Enunciado do exercício:
Transcreva, sem qualquer alteração, o trecho do artigo sobre o tratamento precoce contra a Covid-19 que começa em "Por Malu Gaspar" e vai até "responsabilizar a todos.".

Texto fornecido:
★ ★ ★ ★ ★

O julgamento da História não basta

O artigo aponta os efeitos nefastos do tratamento precoce, incluindo a proxalutamida da Samel no Amazonas

Por Malu Gaspar

Embora escasso em surpresas, o discurso de Jair Bolsonaro na Assembleia Geral da ONU trouxe um trecho que chamou a atenção. Ao fazer uma defesa enfática do “tratamento precoce” contra a Covid-19 (leia-se cloroquina), apoiando-se na recomendação do “nosso Conselho Federal de Medicina”, Bolsonaro cobrou os líderes presentes:

— Não entendemos por que muitos países, juntamente com grande parte da mídia, se colocaram contra o tratamento inicial. A História e a ciência saberão responsabilizar a todos.

Bom, se o presidente não entende, não há o que se possa fazer. O que a ciência tem dito é que o “tratamento precoce” não tem eficácia contra a Covid-19. Como disse a microbiologista Natalia Pasternak na CPI da Covid, a cloroquina só não foi testada nas emas. Tudo o mais foi experimentado, infelizmente sem resultados. Mesmo o governo de Donald Trump descartou seu uso. No resto do mundo, essa discussão já foi superada faz tempo.

No Brasil, porém, o assunto continua vivo e está cada vez mais claro que a obsessão pelo “tratamento precoce” e sua transformação em política de Estado abriram espaço para experimentos com espaço garantido nos tribunais que julgam crimes contra a humanidade. Enquanto Bolsonaro e sua comitiva se regalavam em Nova York com pizzas, picanhas bem passadas e visitas às lojas da Apple, a “mídia” e a CPI da Covid avançavam na investigação sobre o que de fato aconteceu no hospital paulistano Sancta Maggiore, da Prevent Senior, durante a pandemia.

A Prevent Senior é aquele plano de saúde que distribuiu o kit Covid em massa aos associados, até para quem não tinha a doença, e obrigou os médicos a prescrever mesmo sem indicação clínica. Os próprios médicos afirmaram ter recebido ordens de adulterar os prontuários para o tratamento parecer mais eficaz, além de terem sido proibidos de contar aos doentes que remédios eles tomavam. Segundo as denúncias, nove pessoas morreram durante o estudo com 600 pacientes, mas só duas mortes por Covid foram contabilizadas.

No norte do país, no Amazonas, outro grupo conduziu “estudo” com a proxalutamida — um bloqueador hormonal em fase de testes, que nunca foi usado regularmente em nenhum tratamento. Liderado pelo endocrinologista Flávio Cadegiani e patrocinado pela rede de hospitais privada Samel e por um obscuro laboratório dos Estados Unidos, esse grupo pediu aval da Comissão Nacional de Ética em Pesquisa (Conep) para um ensaio em Brasília, mas depois decidiu aplicar a “proxa” por conta própria em hospitais de sete cidades amazonenses.

★ ★ ★ ★ ★

Dados fornecidos:

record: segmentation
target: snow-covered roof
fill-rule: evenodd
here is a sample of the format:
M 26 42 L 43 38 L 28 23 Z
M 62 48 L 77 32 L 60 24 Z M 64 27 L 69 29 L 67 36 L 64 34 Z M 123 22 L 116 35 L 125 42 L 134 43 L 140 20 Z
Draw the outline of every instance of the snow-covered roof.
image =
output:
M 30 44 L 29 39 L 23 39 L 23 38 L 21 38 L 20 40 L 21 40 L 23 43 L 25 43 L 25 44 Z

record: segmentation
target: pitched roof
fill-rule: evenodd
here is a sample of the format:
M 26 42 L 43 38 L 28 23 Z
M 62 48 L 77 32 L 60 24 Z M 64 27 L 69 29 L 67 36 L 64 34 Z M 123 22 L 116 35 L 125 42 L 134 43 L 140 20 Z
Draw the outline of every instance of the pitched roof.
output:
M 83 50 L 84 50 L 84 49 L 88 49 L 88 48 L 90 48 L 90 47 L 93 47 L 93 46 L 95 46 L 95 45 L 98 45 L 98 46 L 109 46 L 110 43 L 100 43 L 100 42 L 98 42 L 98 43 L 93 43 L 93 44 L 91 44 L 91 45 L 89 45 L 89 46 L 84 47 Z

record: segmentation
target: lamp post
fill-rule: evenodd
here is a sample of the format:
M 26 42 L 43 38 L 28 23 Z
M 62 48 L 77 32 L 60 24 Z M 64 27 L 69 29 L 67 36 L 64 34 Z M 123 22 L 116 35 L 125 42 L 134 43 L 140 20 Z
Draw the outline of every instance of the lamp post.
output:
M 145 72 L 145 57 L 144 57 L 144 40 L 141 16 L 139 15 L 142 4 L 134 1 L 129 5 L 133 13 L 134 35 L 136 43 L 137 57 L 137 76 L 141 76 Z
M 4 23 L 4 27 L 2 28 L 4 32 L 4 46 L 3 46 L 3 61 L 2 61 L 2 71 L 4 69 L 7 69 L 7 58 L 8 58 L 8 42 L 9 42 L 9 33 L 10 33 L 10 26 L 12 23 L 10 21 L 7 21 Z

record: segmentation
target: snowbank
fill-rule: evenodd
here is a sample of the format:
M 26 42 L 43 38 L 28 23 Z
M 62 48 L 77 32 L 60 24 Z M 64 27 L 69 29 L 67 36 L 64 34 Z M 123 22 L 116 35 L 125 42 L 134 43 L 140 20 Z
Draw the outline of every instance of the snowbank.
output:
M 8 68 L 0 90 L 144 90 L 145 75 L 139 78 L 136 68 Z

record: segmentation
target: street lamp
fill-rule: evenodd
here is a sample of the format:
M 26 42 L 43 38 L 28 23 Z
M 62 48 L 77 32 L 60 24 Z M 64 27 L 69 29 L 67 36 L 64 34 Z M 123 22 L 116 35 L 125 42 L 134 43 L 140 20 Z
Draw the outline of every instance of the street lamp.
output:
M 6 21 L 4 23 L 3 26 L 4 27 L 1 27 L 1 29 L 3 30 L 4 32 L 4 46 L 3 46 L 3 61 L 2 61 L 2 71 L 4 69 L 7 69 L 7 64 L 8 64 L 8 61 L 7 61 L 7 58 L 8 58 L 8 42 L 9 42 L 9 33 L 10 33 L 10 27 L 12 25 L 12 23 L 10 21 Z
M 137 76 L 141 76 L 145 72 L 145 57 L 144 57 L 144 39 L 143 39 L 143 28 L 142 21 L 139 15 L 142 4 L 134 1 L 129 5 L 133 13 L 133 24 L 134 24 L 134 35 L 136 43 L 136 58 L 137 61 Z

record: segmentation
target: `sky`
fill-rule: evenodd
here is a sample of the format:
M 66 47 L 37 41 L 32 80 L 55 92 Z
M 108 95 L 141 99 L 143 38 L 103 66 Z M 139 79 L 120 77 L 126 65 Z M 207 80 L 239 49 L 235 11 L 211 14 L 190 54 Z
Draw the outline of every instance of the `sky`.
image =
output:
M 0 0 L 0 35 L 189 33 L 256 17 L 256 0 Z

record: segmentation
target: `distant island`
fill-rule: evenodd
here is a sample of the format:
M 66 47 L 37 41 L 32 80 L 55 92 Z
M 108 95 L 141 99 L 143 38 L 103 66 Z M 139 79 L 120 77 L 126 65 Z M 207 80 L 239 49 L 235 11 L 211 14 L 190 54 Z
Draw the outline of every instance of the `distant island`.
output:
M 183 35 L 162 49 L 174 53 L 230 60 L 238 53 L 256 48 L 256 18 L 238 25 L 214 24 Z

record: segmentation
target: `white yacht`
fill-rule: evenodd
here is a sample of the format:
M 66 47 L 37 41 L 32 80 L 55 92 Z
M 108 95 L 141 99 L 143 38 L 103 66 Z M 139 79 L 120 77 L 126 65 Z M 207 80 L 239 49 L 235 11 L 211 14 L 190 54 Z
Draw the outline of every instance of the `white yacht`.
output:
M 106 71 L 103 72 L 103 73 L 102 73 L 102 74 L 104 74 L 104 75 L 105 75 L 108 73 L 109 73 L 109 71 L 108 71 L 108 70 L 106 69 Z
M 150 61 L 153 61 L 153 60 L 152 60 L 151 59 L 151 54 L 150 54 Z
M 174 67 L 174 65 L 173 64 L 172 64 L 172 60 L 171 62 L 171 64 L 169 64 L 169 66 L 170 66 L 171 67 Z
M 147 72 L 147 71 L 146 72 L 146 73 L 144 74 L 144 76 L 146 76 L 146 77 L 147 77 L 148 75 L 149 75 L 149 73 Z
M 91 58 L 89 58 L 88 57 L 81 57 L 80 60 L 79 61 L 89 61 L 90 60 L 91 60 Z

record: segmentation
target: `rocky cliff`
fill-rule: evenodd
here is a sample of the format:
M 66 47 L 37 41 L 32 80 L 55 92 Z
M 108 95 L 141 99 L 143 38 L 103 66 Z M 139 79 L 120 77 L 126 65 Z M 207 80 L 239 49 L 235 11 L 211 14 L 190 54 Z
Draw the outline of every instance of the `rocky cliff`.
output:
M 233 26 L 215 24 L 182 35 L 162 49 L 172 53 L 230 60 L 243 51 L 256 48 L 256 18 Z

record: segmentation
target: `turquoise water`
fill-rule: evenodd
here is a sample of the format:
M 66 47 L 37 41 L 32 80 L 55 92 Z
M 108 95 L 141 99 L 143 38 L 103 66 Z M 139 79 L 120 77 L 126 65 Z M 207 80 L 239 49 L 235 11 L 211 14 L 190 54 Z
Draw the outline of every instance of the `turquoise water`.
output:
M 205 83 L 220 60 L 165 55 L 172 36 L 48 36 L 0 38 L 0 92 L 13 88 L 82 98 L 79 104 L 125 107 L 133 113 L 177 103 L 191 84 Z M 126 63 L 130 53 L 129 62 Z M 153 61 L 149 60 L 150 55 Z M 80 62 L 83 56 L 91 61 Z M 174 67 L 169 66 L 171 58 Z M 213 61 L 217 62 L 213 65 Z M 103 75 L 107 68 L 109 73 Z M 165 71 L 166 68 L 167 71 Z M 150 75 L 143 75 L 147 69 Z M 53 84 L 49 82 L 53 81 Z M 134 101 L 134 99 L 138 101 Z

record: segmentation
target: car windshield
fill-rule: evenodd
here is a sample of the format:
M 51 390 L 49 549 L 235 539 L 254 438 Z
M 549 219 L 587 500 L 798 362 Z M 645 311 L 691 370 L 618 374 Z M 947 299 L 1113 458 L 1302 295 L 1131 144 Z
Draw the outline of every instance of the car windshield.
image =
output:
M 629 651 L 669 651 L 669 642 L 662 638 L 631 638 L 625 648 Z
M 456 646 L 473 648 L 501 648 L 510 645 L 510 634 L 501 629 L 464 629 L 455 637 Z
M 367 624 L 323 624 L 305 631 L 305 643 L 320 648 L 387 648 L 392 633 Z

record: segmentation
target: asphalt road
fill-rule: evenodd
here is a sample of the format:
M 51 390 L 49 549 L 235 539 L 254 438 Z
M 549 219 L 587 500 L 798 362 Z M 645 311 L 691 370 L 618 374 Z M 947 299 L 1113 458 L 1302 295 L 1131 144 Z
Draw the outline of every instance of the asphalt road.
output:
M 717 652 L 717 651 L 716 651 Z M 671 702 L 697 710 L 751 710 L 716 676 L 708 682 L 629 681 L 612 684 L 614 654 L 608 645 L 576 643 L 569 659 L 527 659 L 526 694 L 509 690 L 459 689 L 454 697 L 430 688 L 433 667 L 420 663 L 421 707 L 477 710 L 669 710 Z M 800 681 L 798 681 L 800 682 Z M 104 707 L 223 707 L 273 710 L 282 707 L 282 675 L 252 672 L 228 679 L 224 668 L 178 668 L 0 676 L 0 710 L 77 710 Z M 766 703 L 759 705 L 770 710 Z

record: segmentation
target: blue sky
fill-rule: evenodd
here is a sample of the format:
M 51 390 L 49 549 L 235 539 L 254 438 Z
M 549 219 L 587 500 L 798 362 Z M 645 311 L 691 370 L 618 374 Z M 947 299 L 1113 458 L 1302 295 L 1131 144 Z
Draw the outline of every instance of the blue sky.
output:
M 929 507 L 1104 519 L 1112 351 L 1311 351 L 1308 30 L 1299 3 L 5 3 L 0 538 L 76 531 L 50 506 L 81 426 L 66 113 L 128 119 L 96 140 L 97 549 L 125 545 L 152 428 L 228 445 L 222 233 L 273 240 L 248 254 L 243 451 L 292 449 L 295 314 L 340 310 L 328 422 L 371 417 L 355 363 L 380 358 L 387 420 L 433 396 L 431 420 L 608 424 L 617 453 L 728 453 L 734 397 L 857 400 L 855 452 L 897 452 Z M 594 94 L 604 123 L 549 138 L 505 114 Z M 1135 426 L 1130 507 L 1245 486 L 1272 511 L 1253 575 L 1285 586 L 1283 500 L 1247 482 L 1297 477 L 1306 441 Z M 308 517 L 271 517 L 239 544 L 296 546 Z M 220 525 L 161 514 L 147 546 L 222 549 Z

★ ★ ★ ★ ★

Resultado do exercício:
Por Malu Gaspar

Embora escasso em surpresas, o discurso de Jair Bolsonaro na Assembleia Geral da ONU trouxe um trecho que chamou a atenção. Ao fazer uma defesa enfática do “tratamento precoce” contra a Covid-19 (leia-se cloroquina), apoiando-se na recomendação do “nosso Conselho Federal de Medicina”, Bolsonaro cobrou os líderes presentes:

— Não entendemos por que muitos países, juntamente com grande parte da mídia, se colocaram contra o tratamento inicial. A História e a ciência saberão responsabilizar a todos.